RECORD EXTRACTS:
***

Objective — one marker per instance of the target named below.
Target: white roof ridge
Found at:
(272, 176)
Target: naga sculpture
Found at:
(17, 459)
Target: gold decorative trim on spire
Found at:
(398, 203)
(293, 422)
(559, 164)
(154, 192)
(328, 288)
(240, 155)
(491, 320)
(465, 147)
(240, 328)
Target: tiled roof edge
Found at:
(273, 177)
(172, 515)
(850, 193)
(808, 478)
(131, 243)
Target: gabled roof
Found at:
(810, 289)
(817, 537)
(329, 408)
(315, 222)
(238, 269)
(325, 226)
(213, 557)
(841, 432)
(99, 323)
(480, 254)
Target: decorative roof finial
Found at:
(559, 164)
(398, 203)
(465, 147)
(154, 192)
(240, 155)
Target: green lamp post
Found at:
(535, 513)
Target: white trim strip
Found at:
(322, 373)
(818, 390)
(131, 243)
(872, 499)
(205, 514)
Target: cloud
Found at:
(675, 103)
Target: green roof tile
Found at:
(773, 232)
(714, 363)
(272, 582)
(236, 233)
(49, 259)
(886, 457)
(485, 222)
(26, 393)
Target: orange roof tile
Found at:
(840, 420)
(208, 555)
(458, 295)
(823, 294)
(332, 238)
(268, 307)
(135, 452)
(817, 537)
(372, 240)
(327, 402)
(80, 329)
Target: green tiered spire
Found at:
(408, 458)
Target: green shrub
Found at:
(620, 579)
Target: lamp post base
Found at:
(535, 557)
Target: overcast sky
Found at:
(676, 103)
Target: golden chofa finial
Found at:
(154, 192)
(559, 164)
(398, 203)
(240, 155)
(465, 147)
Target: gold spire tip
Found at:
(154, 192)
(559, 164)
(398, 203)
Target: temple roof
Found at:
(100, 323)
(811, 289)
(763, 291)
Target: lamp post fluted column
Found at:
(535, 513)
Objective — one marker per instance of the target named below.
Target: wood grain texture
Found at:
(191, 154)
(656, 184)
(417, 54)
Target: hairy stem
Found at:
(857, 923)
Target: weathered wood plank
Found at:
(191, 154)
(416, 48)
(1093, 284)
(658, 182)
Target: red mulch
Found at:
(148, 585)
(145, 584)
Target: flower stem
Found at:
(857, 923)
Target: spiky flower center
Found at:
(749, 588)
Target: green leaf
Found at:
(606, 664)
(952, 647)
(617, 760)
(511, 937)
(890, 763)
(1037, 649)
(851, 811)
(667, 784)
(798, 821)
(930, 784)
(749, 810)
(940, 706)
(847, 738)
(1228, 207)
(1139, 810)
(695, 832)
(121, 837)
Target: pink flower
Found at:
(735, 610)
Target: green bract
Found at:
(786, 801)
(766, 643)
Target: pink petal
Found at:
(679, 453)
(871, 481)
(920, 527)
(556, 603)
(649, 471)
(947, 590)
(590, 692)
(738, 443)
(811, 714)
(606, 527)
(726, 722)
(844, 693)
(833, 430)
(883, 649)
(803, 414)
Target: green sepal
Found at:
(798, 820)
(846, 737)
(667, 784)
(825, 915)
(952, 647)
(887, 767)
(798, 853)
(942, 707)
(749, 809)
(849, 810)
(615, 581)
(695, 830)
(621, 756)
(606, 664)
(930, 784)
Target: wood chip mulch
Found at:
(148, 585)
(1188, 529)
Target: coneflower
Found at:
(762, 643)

***

INSTRUCTIONS FOR THE TASK: When you reach the line that contains "Target: gabled roof", stop; output it and every line before it from the start of the data, exactly as written.

WRITTEN RESPONSE:
Objective — one marker per instance of the target named below.
Target: white roof ridge
Found at:
(272, 176)
Target: naga sculpture
Found at:
(17, 459)
Target: gold decorative trim on spire
Found at:
(398, 203)
(293, 422)
(559, 164)
(154, 192)
(328, 288)
(240, 155)
(491, 320)
(465, 147)
(240, 328)
Target: tiled roof edge
Found at:
(273, 177)
(172, 515)
(850, 193)
(808, 478)
(131, 243)
Target: gabled roof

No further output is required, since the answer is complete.